_Provided text_:
-- start --

Setting the guidelines
There is certainly an art to creating an authentic yard-to-table landscape around someone’s home, so Pendrell identifies four guidelines he adheres to when helping Lifescape’s Denver clients develop their ideal edible gardens.
- Purpose: First things first. When designing a custom yard-to-table landscape, you must establish what your clients enjoy eating, so go ahead and ask. Pendrell also recommends asking why growing their own food is important to them. “Maybe they love making Italian sauces,” he hypothesizes. “Well, then we’ll need lots of tomatoes.”
- Location: There are many considerations that fall under this guideline, including the size and organization of the property, front yard prospects in addition to the backyard space, but perhaps most crucially, the garden must enjoy proximity to the kitchen. After all, Pendrall says, “If you put your veggies in the back corner of the yard, you’re not going to use them as much as having an herb garden where you can just pop a window and grab some basil.”

-- end --

_Exercise instructions_:
[A] Copy the passage on yard-to-table landscape guidelines from "Setting the guidelines" to "ideal edible gardens.".
[B] According to the passage on yard-to-table landscape guidelines, what does Pendrell recommend asking clients in addition to what they enjoy eating?
[C] Continue the passage on yard-to-table landscape guidelines from the point where it stops.

_Data listing_:
-- start --

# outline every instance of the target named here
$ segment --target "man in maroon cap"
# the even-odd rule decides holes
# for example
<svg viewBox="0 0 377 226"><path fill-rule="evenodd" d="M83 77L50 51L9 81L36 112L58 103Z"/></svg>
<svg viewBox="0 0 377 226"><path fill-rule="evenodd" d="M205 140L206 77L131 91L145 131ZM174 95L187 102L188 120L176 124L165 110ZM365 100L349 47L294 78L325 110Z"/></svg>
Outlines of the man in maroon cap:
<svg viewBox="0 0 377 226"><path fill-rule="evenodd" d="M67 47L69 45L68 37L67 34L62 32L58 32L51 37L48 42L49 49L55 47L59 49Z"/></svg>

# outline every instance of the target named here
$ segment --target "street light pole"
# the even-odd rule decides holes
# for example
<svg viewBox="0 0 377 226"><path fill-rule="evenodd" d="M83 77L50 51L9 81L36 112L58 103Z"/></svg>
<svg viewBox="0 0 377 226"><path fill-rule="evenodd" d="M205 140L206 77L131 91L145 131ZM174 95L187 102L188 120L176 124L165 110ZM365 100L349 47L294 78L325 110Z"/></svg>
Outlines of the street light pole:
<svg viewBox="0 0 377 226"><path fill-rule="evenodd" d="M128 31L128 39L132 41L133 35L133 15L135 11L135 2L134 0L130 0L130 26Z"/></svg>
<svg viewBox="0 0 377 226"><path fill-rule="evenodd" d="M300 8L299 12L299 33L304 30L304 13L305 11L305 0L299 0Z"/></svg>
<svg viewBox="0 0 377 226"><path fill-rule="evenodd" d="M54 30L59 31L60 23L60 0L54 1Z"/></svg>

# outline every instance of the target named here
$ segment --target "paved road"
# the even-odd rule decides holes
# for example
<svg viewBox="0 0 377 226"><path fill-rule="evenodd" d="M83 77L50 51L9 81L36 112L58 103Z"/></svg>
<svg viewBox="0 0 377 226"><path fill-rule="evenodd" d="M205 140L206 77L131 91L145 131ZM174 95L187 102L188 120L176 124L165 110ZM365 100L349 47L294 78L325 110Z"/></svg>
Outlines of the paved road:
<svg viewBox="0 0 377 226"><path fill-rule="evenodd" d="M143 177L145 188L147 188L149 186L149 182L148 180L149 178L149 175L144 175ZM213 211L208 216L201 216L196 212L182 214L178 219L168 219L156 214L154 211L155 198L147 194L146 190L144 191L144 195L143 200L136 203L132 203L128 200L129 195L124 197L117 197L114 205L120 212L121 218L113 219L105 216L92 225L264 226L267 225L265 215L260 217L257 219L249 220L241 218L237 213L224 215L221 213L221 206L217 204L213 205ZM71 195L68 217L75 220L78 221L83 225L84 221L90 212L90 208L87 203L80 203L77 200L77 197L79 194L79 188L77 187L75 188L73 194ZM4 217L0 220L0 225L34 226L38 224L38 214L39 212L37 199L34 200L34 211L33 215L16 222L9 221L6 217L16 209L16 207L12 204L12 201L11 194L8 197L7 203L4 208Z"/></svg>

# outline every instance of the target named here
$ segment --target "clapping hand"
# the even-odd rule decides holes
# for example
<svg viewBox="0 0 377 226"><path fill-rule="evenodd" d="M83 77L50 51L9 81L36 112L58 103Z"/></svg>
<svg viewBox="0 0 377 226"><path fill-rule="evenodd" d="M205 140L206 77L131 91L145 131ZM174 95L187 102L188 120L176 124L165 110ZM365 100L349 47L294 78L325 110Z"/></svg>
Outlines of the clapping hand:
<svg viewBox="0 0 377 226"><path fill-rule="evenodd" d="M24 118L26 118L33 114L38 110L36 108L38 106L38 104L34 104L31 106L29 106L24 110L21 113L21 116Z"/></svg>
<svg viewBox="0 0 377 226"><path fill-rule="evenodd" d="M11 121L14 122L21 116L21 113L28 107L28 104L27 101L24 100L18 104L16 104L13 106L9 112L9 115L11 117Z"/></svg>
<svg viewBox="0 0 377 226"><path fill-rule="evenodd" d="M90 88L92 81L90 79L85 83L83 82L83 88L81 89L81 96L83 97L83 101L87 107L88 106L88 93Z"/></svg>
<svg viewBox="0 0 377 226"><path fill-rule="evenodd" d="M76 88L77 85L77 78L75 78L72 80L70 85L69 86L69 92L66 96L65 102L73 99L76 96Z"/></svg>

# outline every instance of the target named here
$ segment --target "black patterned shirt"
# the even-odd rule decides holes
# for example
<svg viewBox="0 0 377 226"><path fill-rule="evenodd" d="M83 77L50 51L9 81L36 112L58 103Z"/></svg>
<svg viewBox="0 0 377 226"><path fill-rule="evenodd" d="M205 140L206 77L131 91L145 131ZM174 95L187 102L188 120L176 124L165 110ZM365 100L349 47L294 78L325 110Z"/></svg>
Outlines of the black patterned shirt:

-- end --

_Written responses_:
[A]
Setting the guidelines
There is certainly an art to creating an authentic yard-to-table landscape around someone’s home, so Pendrell identifies four guidelines he adheres to when helping Lifescape’s Denver clients develop their ideal edible gardens.

[B] He recommends asking why growing their own food is important to them.

[C]
- Form: Any type of edible landscape you create will be largely influenced by the client’s square footage and lifestyle needs. This can manifest in everything from small greenhouses to classic outdoor beds, specialty border gardens (such as tomatoes) to several planters potted with different herbs or edible flowers, from a chicken coop to an al-fresco dining area complete with a grill and seating, so understanding how your clients ideally want to spend their outdoor time is just as important as knowing their food preferences.
- The little bonus benefits: Gardens with a variety of edible plants also attract various all-important pollinators such as bees, hummingbirds, butterflies and moths. These little critters are not only great at promoting plant growth and regeneration, but they can also help reduce other outdoor pests.
If the past is precedent, then the yard-to-table trend will continue to flourish and several Colorado markets seem particularly ripe for such a sustainable approach. Landscapers and designers with an emphasis on outdoor or sustainable living would be wise to consider adding edible landscaping services to their businesses’ repertoires.